• [ЧТО СДЕЛАТЬ]
A. Извлеките из текста о цензуре и русской поэзии отрывок от слов «Исчадье ада —» до слов «словарь его вымывался.» включительно.
B. Какую премию, согласно тексту о цензуре и русской поэзии, получил сборник В. Соколова «Сюжет»?

• [ФРАГМЕНТ ДОКУМЕНТА]
↓↓↓
Литмир - Электронная Библиотека
Содержание  
A
A

Цензурные рогатки сыграли роль стилистического фермента в развитии русской литературы. О парадоксально-позитивном влиянии цензуры на литературу в 1978 г. размышлял И. Бродский: «Аппарат давления, цензуры, подавления оказывается… полезным литературе. Если имеет место цензура, а в России цензура имеет место, дай Бос! — то человеку необходимо ее обойти, то есть цензура невольно обусловливает ускорение метафорического языка. Человек, который говорил бы в нормальных условиях нормальным эзоповым языком, говорит эзоповым языком в третьей степени. Это замечательно, и за это цензуру нужно благодарить» (Бродский И. «Язык — единственный авангардист». «Русская мысль», 1978, 26 января). Другую мысль — и другими словами, с другими оттенками, но сходную по изначальному пункту, высказал и А. Кушнер одиннадцать лет спустя: «Свободомыслие… может декларироваться, быть открыто заявленным, подобно цветам на фруктовом дереве, а может содержаться внутри стиха, как сок в апельсине: поэтическое слово многозначно, разогрето ритмом, его метафорическая сущность помогает ему легче преодолевать идеологические барьеры» («Противостояние». «ЛГ», 1989, 9 августа).

Перед самым «закатом застоя» Государственную премию СССР получил сборник В. Соколова «Сюжет», в одном из стихотворений которого словно оживают цветы на дереве, о которых говорит Кушнер. Сиреневому кусту уподобляет В. Соколов нереализованную поэтическую силу, тающую у поэта «шагреневой кожей» под натиском прямо не названной цензуры:

Я шел, самим собой тесним.

Стремясь себя в проулки вытеснить,

Поскольку был не чем иным,

Как клеветою на действительность.

Все выдержал, любовь любя.

Но — хоть скажи в свой час

шагреневый:

«Я выкорчевывал тебя,

Исчадье ада — куст сиреневый».

Вот распространенный сюжет «тайной беды» наших поэтов, на которую отозвался Д. Самойлов («Стихи читаю Соколова»)… Но, как ни выкорчевывали этот куст, он все же выстоял — и даже цвел, несмотря на идеологические заморозки. Поэты искали каждый свою, но внятную друг другу — и внимательному читателю — языковую систему. Тем более что язык русский от воздействия языка официального, так называемого «языка межнационального общения» (а лучше оруэлловское определение — новояза), оскудевал, словарь его вымывался.
↑↑↑
• [ФРАГМЕНТ НАБОРА ДАННЫХ]
↓↓↓
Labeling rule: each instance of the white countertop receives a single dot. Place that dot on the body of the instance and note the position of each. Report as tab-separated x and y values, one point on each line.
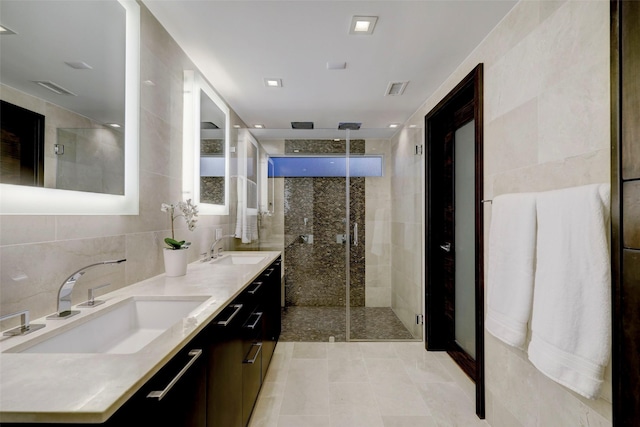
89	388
↑↑↑
• [ИТОГОВЫЕ ОТВЕТЫ]
A.
Исчадье ада — куст сиреневый».

Вот распространенный сюжет «тайной беды» наших поэтов, на которую отозвался Д. Самойлов («Стихи читаю Соколова»)… Но, как ни выкорчевывали этот куст, он все же выстоял — и даже цвел, несмотря на идеологические заморозки. Поэты искали каждый свою, но внятную друг другу — и внимательному читателю — языковую систему. Тем более что язык русский от воздействия языка официального, так называемого «языка межнационального общения» (а лучше оруэлловское определение — новояза), оскудевал, словарь его вымывался.

B. Государственную премию СССР.